#### TRECHO DE ORIGEM:
A filosofia, a sociologia, a psicologia e as demais ciências humanas podem perceber, explicar e descrever as causas e os efeitos do anseio por novidades que nossa sociedade vive. Mas não conseguem curar nossa geração do descontentamento causado pela ditadura do novo. Aqui, mudamos o foco de diagnosticar a ditadura do novo para buscar a cura do descontentamento de nossa geração. E ousamos dizer, sem a menor sombra de dúvida, que a cura para esse descontentamento da alma está em viver fora de Deus. Porque somente Deus é o contentamento do coração do ser humano. E nunca viveremos satisfeitos, consumindo novidades impostas pela ditadura do novo. Pelo contrário, viveremos sempre algemados a ditadura do novo. E porque a busca insasiável pelo novo vira numa mesmice de todo jeito: a mesmice da ditadura do novo. A ditadura do novo se torna em mais um mesmo de sempre.



A único jeito de conseguir a liberdade contra a ditadura do novo é reconhecendo quem somos. Podemos dizer que fomos criados de Deus e para Deus. Depois que o homem se rebelou contra a santa vontade de Deus, o homem cometeu suicídio existencial, causando um vazio em seu coração do tamanho de Deus. Porque não há vida fora de Deus. Durante todo sua história, o homem vem tentando preencher seu coração com as variadas novidades instantâneas que surgem sempre. Mas nessa busca, o homem tem se frustrado em saber que seu coração é faminto e insasiável. Mas, há esperanca. A Biblia, nos ensina a viver contente e satisfeitos em Deus mesmo quando sofremos por perdas, mesmo quando não temos o que desejamos, mesmo vivendo na mais diversa situação adversa, mesmo quando não sentimos o que queremos sentir e mesmo quando a vida não passa da mesmice de sempre. Quando desfrutamos de um relacionamento com Deus, recebemos uma nova vida em Cristo. E vivemos em novidade de vida, porque, em Cristo, Deus satisfaz a fome do nosso coração.

#### MATERIAL DE ORIGEM:
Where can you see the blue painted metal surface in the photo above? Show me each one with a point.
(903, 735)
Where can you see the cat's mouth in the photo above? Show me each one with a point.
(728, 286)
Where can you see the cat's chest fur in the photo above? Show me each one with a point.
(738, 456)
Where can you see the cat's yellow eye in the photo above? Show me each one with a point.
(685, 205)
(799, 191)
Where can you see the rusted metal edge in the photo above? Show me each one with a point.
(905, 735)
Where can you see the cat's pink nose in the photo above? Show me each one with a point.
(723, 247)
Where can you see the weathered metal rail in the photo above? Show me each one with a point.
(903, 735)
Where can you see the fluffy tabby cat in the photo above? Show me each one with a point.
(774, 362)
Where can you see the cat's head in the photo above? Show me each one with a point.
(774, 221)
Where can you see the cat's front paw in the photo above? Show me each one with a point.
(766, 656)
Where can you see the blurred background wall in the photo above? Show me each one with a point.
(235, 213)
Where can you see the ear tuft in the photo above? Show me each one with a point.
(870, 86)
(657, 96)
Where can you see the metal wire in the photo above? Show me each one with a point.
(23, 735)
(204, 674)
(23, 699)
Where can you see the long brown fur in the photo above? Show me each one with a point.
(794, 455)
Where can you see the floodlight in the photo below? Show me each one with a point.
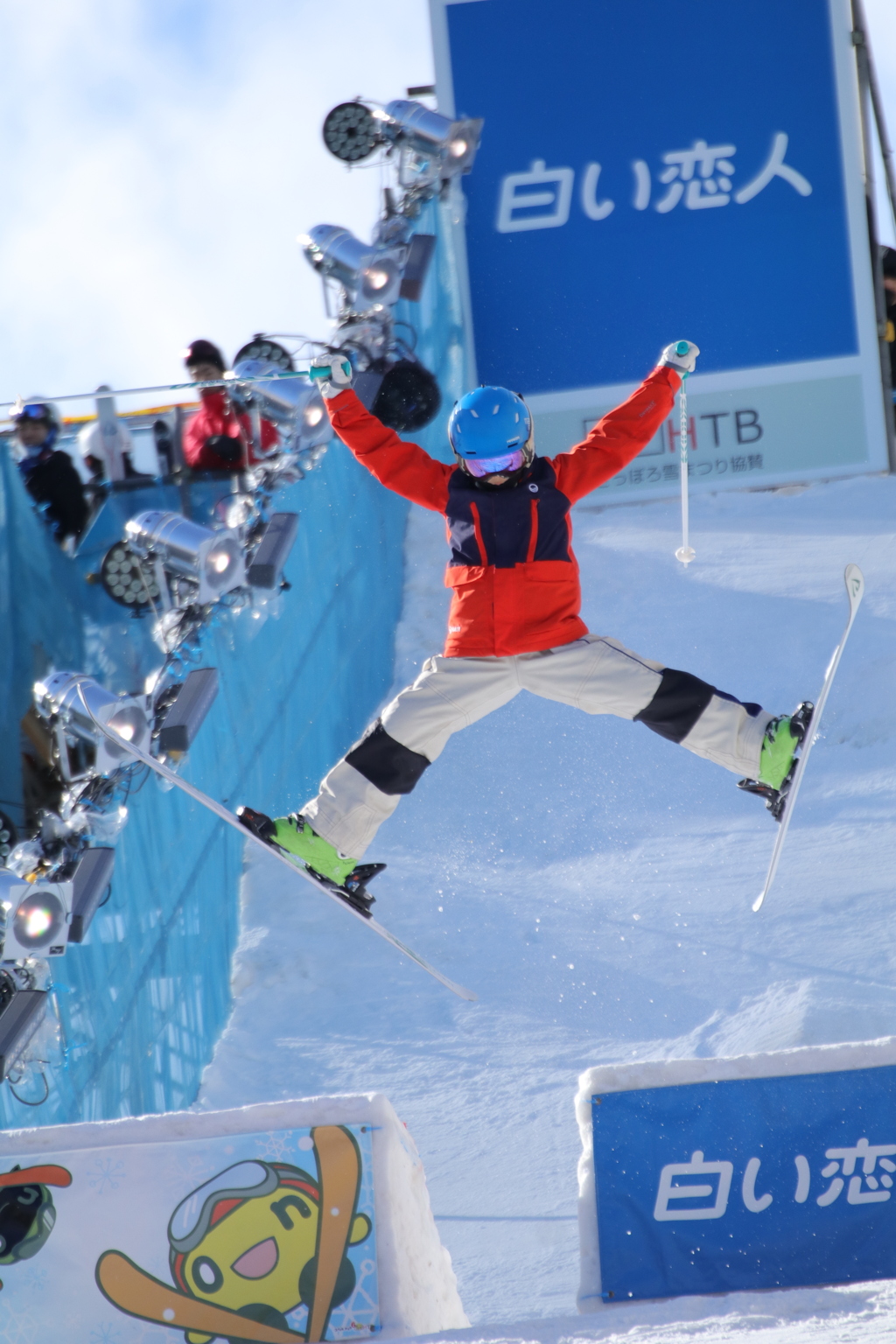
(20, 1015)
(214, 561)
(429, 132)
(187, 712)
(90, 883)
(273, 551)
(294, 405)
(74, 704)
(371, 276)
(37, 917)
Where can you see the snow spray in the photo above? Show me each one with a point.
(685, 551)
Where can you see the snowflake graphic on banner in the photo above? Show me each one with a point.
(107, 1173)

#### INSTRUÇÕES:
[a] Reproduza fielmente a parte do texto sobre a ditadura do novo que se inicia nas palavras que contêm "A filosofia, a" e se encerra em "mesmo de sempre.".
[b] Prossiga com o texto sobre a ditadura do novo a partir da última frase apresentada.

#### RESPOSTAS NUMERADAS:
[a]
A filosofia, a sociologia, a psicologia e as demais ciências humanas podem perceber, explicar e descrever as causas e os efeitos do anseio por novidades que nossa sociedade vive. Mas não conseguem curar nossa geração do descontentamento causado pela ditadura do novo. Aqui, mudamos o foco de diagnosticar a ditadura do novo para buscar a cura do descontentamento de nossa geração. E ousamos dizer, sem a menor sombra de dúvida, que a cura para esse descontentamento da alma está em viver fora de Deus. Porque somente Deus é o contentamento do coração do ser humano. E nunca viveremos satisfeitos, consumindo novidades impostas pela ditadura do novo. Pelo contrário, viveremos sempre algemados a ditadura do novo. E porque a busca insasiável pelo novo vira numa mesmice de todo jeito: a mesmice da ditadura do novo. A ditadura do novo se torna em mais um mesmo de sempre.

[b]
Essa é a boa notícia de liberdade contra a ditadura do novo. É a notícia de que, em Cristo, viveremos contentes em toda e qualquer situação, porque, Deus nos fortalece durante todos os momentos que passarmos. O Paulo, apostolo, nos diz que: “...aprendi a adaptar-me a toda e qualquer circunstância. Sei o que é passar necessidade e sei o que e ter com fartura. Aprendi o segredo de viver contente em toda e qualquer situação, seja bem alimentado, seja com fome, tendo muito, ou passando necessidade.Tudo posso naquele que me fortalece” (Fp 4.11-3), “...porque o seu Pai sabe do que voces precisam, antes mesmo de o pedirem” (Mateus 6.8b). Isso é felicidade em Deus. Isso é ser livre da ditadura do novo que provoca necessidades insasiáveis. Isso é viver em feliz, contente e satisfeito em Deus vivendo em toda e qualquer circunstância, seja adversa ou divertida. Assim, poderemos entregar todas as nossas necessidades nas mãos de Deus e fazer um coral em adoração com o salmista: “Como a corça anseia por águas correntes, a minha alma anseia por ti, ó Deus. A minha alma tem sede de Deus, do Deus vivo...” (Salmo 42.1e 2a). Agora não precisam me dar nenhuma novidade. Estou satisfeito com o que tenho e com o que sou. Vivo a vida simples de viver com a espetacular presença de Deus em meu coração. Agora estou contemplando o Deus da minha vida que nunca é uma mesmice.